─── 本文 ───
燃費に優れるジェット戦闘機というものはあるのでしょうか?
rf12

  1.  燃料を多く積んでおけば、それだけ長時間エンジンを回しておくことができますから、航続距離は当然に伸びます。ただし、残燃料が多い状態というのは、

    ・重いので機体を支えるだけの揚力を発生することに伴う空気抵抗が大きい
    ・増槽装備の場合、それ自体が空気抵抗源となる

    ということで、空気抵抗を打ち消す推力も大きくなり、(時間あたりの)燃料消費量は増えます。よって、同じ機体にたとえば2倍の燃料を積んだからといって航続距離・航続時間は2倍にはなりません。

     ジェット戦闘機というのは、以下のような点で他の機種に比べて燃費向上に不利な条件を抱えています。「燃費に優れるジェット戦闘機」といってもこの制限の中でのことになります。

    ・低翼面荷重による運動性能・STOL性の確保→
    ・兵装搭載量を増す→高速巡航に向かない大面積の主翼、強度確保のため重量増、
              兵装・パイロンの空気抵抗
    ・高速性能→大後退角、主翼アスペクト比小、エンジンバイパス比に上限
    ・機動に伴う高G対応→主翼アスペクト比小、強度確保のため重量増
    ・ステルス性向上→エンジン吸気・排気経路の抵抗増大
    Schump

  2. 確かアメリカの「A−10 サンダーボルト」のエンジンが民間機用のエンジン(ビジネスジェット機用だったと思います)で燃費がいいとか聞いたことが・・・
    画面の中の飛行機乗り

  3. >2 A10やS3に用いられているTF34エンジンは、高バイパス比のターボファンエンジンです。これの民間機用型がCF34でカナダのボンバルディアCRJ100などのジェット機に用いられています。
    A10同様、対潜作戦に用いられるS3も高速は不要だが長大な航続距離が求められたものであり、燃費に優れるこのエンジンが用いられたわけです。
    ただ、A10が初飛行した1972年当時というと、戦闘機や攻撃機に搭載できる位のサイズのターボファンエンジンが装備され始めて間もない頃でした。それまでのJ79等のターボジェットエンジンに比べて、ターボファンエンジンは燃費が良く(バイパス比が高いほど有利)、最近の軍用ジェット機でも殆どがターボファンです。
    下はGEのTF34に関するサイトですが、同じ軍用ターボファンでもF110に比べエンジン直径が大きく嵩張るため、超音速戦闘機には向かないようで。
─── 提示資料 ───
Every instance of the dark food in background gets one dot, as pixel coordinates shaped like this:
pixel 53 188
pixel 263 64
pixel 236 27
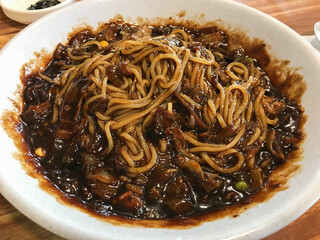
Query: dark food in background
pixel 74 156
pixel 43 4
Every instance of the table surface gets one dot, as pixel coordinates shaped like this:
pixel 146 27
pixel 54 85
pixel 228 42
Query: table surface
pixel 297 14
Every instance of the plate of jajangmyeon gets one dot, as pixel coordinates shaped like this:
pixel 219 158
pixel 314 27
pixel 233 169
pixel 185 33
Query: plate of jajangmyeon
pixel 158 119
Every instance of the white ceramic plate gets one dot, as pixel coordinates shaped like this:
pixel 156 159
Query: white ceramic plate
pixel 23 191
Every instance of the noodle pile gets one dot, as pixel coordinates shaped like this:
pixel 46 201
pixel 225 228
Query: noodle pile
pixel 158 67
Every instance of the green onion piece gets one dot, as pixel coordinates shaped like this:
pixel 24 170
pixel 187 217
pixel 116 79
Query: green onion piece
pixel 241 185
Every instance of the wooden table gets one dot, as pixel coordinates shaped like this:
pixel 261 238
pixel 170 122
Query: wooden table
pixel 297 14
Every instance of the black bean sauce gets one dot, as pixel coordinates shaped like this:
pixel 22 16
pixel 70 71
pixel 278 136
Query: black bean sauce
pixel 66 152
pixel 42 4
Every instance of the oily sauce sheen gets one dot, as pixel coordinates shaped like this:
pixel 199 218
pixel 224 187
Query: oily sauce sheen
pixel 74 158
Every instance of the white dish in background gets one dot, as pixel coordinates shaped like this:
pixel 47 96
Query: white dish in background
pixel 17 9
pixel 258 221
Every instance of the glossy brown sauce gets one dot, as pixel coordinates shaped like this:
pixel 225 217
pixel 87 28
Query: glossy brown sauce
pixel 277 182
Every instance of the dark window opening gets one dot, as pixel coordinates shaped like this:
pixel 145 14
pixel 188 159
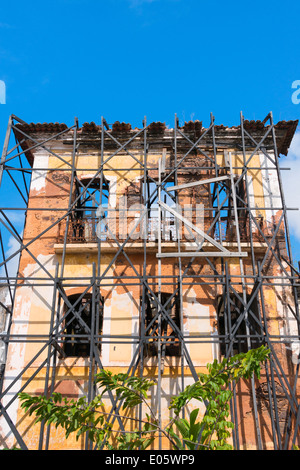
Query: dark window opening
pixel 170 344
pixel 230 323
pixel 223 205
pixel 78 324
pixel 85 218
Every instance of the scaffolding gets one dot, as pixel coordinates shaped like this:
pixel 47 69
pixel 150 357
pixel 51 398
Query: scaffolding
pixel 232 231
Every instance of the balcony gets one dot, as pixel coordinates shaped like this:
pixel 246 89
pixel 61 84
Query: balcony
pixel 83 235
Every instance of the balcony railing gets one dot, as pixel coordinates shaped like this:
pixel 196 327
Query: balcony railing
pixel 90 230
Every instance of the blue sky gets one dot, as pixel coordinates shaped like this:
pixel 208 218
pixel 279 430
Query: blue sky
pixel 126 59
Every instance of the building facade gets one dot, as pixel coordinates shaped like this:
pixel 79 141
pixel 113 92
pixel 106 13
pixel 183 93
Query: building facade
pixel 150 251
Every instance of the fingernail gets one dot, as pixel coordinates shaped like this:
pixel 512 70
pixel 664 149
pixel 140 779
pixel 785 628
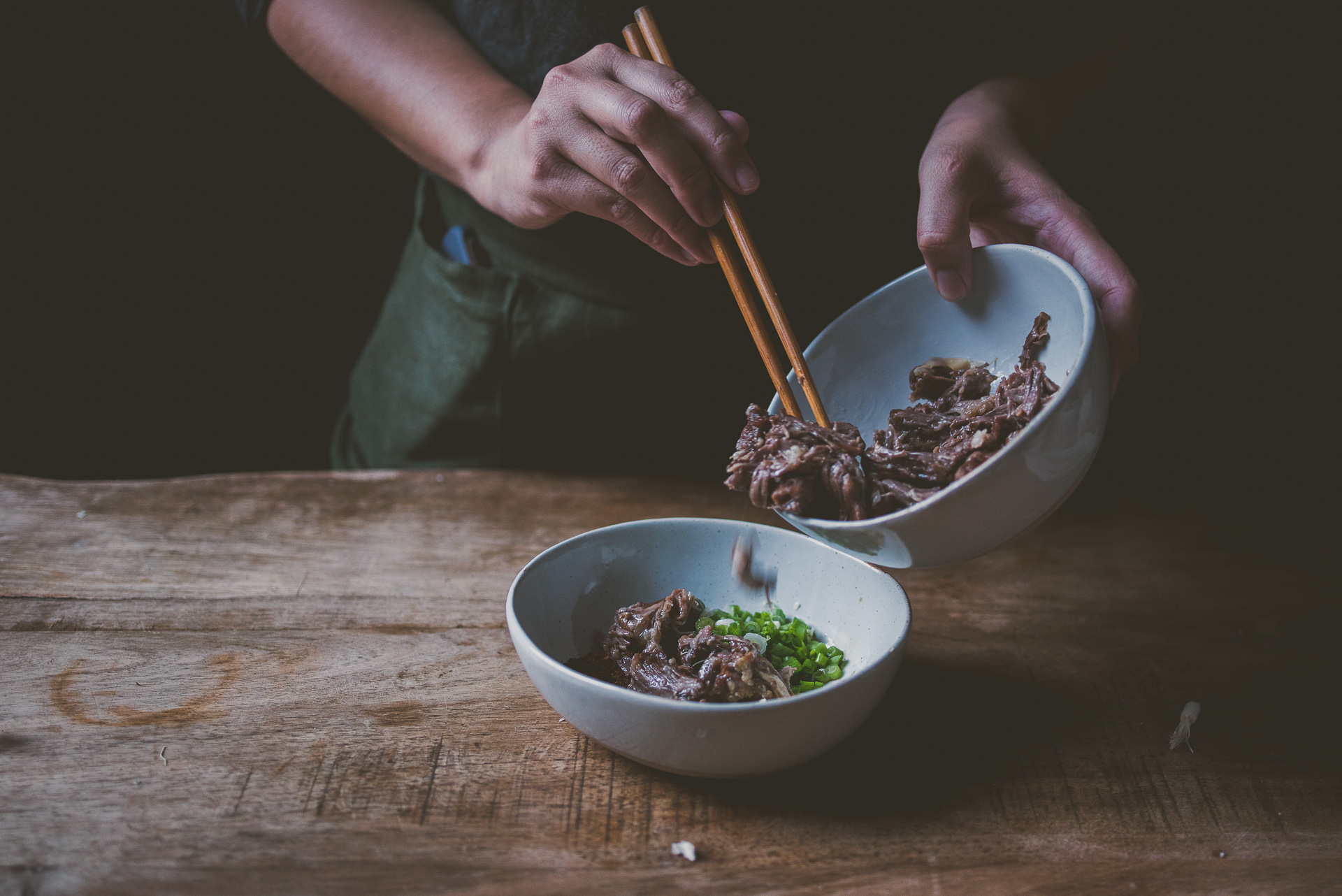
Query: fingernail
pixel 952 286
pixel 748 179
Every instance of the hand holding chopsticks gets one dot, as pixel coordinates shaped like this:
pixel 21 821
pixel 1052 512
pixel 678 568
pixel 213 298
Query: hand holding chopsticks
pixel 646 42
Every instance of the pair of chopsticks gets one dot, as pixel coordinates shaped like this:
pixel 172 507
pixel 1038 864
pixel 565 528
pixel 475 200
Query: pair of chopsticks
pixel 646 42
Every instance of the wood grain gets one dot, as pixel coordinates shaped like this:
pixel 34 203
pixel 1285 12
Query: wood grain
pixel 278 683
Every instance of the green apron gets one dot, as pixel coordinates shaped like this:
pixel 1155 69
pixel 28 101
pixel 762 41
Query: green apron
pixel 576 348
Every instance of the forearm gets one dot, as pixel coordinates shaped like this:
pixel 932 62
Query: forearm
pixel 410 73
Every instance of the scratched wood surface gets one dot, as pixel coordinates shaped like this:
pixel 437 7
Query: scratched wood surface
pixel 302 681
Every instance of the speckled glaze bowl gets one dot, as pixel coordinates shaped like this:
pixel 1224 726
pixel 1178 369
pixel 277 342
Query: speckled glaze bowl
pixel 575 588
pixel 860 364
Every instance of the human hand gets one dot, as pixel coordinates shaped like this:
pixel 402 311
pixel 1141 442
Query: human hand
pixel 981 185
pixel 621 138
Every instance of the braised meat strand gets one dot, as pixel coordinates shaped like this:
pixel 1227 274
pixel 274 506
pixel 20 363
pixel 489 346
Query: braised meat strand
pixel 656 648
pixel 800 467
pixel 960 421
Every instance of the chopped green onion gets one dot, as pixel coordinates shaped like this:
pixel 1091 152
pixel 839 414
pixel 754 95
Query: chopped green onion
pixel 787 642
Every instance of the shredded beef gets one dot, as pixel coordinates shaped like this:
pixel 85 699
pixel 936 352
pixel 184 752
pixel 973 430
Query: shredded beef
pixel 656 648
pixel 805 470
pixel 800 467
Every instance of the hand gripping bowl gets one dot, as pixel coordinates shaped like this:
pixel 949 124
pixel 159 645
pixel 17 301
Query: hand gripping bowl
pixel 573 589
pixel 860 365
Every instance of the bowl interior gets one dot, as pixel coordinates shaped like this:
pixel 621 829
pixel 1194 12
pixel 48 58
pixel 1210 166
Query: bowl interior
pixel 573 589
pixel 860 363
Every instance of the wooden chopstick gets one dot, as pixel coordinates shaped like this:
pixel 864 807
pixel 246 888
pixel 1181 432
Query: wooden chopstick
pixel 654 43
pixel 736 277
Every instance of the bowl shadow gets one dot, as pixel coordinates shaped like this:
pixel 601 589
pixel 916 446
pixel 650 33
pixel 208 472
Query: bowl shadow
pixel 939 731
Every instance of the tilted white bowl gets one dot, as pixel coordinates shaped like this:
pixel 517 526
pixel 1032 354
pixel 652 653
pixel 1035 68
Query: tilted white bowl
pixel 860 365
pixel 575 588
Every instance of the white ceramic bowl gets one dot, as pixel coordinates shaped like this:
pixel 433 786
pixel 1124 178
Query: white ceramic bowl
pixel 575 588
pixel 860 365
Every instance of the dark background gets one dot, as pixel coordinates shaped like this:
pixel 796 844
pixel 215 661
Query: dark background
pixel 201 238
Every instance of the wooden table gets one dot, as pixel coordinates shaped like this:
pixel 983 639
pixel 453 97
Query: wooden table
pixel 298 681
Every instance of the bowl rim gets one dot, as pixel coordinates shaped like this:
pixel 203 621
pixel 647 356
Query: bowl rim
pixel 1028 435
pixel 671 704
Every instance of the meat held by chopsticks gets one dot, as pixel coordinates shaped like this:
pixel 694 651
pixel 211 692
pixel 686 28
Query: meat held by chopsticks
pixel 805 470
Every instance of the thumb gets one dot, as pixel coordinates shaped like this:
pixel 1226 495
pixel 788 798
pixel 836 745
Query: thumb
pixel 944 223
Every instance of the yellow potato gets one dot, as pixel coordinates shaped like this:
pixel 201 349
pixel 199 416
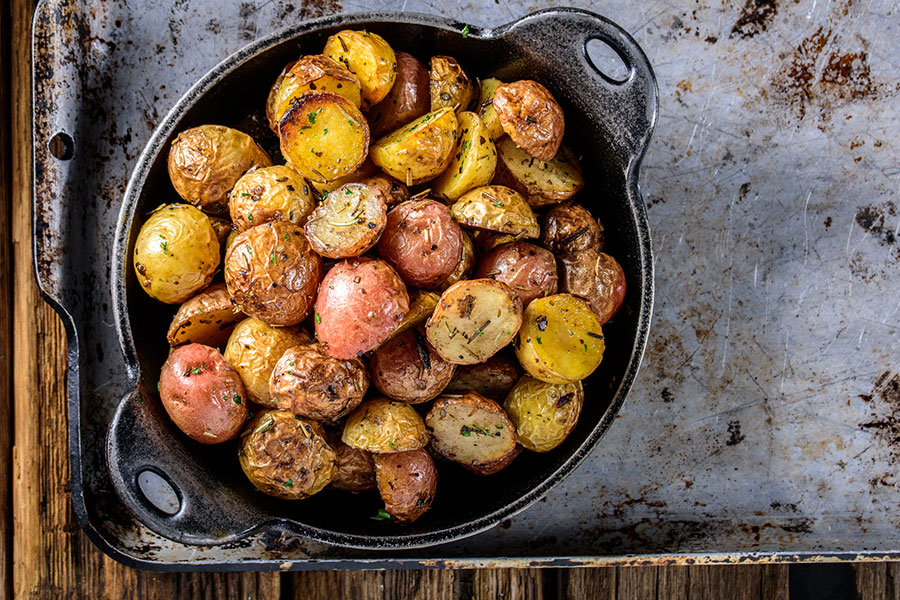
───
課題 1: 本文によると、TF34エンジンの民間機用型は何という名前ですか。
課題 2:
次の(a)〜(c)が本文の内容と合っているかどうかを、それぞれ「はい」か「いいえ」で答え、根拠となる本文の語句をそのまま引用してください。
(a) 同じ機体に2倍の燃料を積めば、航続距離も2倍になる。
(b) TF34は高バイパス比のターボファンエンジンである。
(c) TF34はF110よりエンジン直径が小さい。
課題 3: 本文に出てくるエンジンの型式名をすべて挙げてください。

解答全文 1: CF34です。

解答全文 2:
(a) いいえ。「2倍の燃料を積んだからといって航続距離・航続時間は2倍にはなりません」
(b) はい。「A10やS3に用いられているTF34エンジンは、高バイパス比のターボファンエンジンです」
(c) いいえ。「同じ軍用ターボファンでもF110に比べエンジン直径が大きく嵩張る」

解答全文 3: TF34、CF34、J79、F110